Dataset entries
+++++

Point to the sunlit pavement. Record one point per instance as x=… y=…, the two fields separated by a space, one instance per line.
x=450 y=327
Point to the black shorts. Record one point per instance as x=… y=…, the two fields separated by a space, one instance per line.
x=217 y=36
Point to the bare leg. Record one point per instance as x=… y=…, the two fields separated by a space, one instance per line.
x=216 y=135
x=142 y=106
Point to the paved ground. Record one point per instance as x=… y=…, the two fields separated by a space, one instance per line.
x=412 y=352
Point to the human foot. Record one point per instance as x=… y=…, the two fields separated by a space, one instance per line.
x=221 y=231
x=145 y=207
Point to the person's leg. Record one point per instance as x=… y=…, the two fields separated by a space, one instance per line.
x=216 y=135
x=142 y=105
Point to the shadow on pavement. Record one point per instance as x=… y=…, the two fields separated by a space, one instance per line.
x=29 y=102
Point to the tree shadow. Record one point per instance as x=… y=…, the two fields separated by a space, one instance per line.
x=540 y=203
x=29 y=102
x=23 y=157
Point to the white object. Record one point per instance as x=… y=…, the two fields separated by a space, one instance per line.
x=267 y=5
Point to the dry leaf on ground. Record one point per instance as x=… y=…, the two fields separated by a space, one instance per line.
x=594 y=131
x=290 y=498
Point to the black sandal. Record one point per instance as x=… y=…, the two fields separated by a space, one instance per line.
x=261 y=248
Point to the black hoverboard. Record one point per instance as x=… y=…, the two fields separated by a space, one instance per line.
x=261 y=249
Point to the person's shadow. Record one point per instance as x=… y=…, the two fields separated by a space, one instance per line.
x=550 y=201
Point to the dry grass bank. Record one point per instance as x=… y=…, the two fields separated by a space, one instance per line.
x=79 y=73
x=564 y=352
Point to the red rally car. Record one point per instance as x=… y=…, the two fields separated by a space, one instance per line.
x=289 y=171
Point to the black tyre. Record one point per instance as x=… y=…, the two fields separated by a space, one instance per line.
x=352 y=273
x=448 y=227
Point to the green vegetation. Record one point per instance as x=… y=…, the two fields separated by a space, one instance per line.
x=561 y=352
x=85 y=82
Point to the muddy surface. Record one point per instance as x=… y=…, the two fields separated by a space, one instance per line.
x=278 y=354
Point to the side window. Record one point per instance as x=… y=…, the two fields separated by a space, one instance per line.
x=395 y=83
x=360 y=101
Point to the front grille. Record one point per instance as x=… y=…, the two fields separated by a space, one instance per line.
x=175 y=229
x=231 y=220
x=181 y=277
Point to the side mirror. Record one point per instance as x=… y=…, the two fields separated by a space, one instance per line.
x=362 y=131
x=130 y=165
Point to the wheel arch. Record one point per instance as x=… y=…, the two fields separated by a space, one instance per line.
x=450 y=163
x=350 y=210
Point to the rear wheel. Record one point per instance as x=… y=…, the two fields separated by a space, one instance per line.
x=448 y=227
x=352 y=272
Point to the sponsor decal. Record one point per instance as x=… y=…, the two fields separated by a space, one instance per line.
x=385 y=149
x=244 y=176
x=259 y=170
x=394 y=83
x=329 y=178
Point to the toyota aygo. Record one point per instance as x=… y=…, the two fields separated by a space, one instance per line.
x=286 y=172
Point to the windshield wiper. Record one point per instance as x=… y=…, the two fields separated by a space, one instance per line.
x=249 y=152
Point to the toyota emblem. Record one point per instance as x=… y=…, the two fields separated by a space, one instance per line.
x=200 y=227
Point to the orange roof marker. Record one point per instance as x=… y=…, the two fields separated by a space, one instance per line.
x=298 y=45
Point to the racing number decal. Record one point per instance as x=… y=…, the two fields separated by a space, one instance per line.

+++++

### WHAT TO PRODUCE
All of the records above need to be printed again exactly as they appear.

### YOUR RESPONSE
Point to the sunlit pavement. Record one point per instance as x=… y=…, the two fields separated by a space, one instance per line.
x=450 y=327
Point to the black shorts. Record one point per instance as x=… y=…, the two fields separated by a space, one instance per line.
x=217 y=36
Point to the bare leg. Record one point per instance as x=… y=…, the two fields separated by a space, one instance per line.
x=216 y=135
x=142 y=106
Point to the paved ground. Record one point per instance as x=… y=…, the two fields separated by a space, one instance per line.
x=412 y=352
Point to the human foot. Record one point per instance as x=… y=…, the two fields separated by a space, one instance per line.
x=221 y=231
x=145 y=207
Point to the person's leg. Record one point per instance as x=… y=…, the two fields separated by a space, one instance per line.
x=216 y=135
x=142 y=105
Point to the shadow on pavement. Record one point per instance as x=… y=…, the two fields separated by a space, one instance per line.
x=29 y=102
Point to the tree shadow. Record one point per instance as x=… y=…, the two fields separated by a space, one instance per line.
x=540 y=203
x=29 y=102
x=23 y=157
Point to the white object. Record one point per instance as x=… y=…, the two fields separated by a space, one instance per line.
x=267 y=5
Point to the dry leaf on ground. Record one point per instance as x=… y=…, the two fields separated by a space, one instance per line.
x=594 y=131
x=290 y=498
Point to the black sandal. Record one point per instance as x=… y=…, the two fields separated by a space, one instance per line.
x=261 y=248
Point to the black hoverboard. Record one point per instance as x=… y=…, the two fields separated by a space, one instance per line.
x=261 y=249
Point to the person's shadow. Record one point per instance as x=… y=…, the two fields separated by a space, one instance per line.
x=550 y=201
Point to the dry grass bank. Record one point per instance as x=… y=…, the two fields separated by a space, one instance per line.
x=79 y=73
x=564 y=352
Point to the red rally car. Record one point per instance as x=… y=…, the two fields separated by a space, one instance per line.
x=289 y=171
Point to the black tyre. Record one point per instance as x=… y=…, the two fields separated by a space, one instance per line.
x=352 y=273
x=448 y=227
Point to the green vegetation. Record one point per instance as x=… y=…, the two fields separated by a space, one instance per line.
x=561 y=352
x=85 y=82
Point to the muddy surface. Record one point per instance as x=… y=…, the two fields separated by a space, one instance per line.
x=278 y=354
Point to the side window. Record one point per instance as x=… y=…, the two fields separated by a space, one instance per line.
x=395 y=83
x=360 y=101
Point to the front grille. Record one point per instance as x=… y=…, the two fields separated by a space, one instance per line.
x=175 y=229
x=231 y=220
x=181 y=277
Point to the side mirror. Record one point per instance as x=… y=…, the two fields separated by a space, one instance per line.
x=362 y=131
x=130 y=165
Point to the wheel arch. Record one point per instance as x=… y=…, the two fields separated by a space, one instance per line.
x=450 y=163
x=350 y=210
Point to the rear wheel. Record one point per instance as x=… y=…, the two fields separated by a space, one instance per line.
x=448 y=227
x=352 y=272
Point to the sponsor decal. Record one point per instance as x=… y=…, the two fields separated by a space, one instance per line.
x=385 y=149
x=244 y=176
x=259 y=170
x=394 y=83
x=329 y=178
Point to the toyota aygo. Record one point per instance as x=… y=…, the two fields separated by a space, one instance per line.
x=286 y=172
Point to the windshield wiper. Record one point per instance as x=… y=…, the two fields separated by a space, one instance per line.
x=249 y=152
Point to the toyota emblem. Record one point per instance as x=… y=…, the two fields separated by a space, one instance per line.
x=200 y=227
Point to the orange roof marker. Record one point per instance as x=… y=…, the two fields separated by a space, one instance per line.
x=298 y=45
Point to the racing number decal. Record one point per instance as x=… y=…, the two fields separated by a space, one instance per line.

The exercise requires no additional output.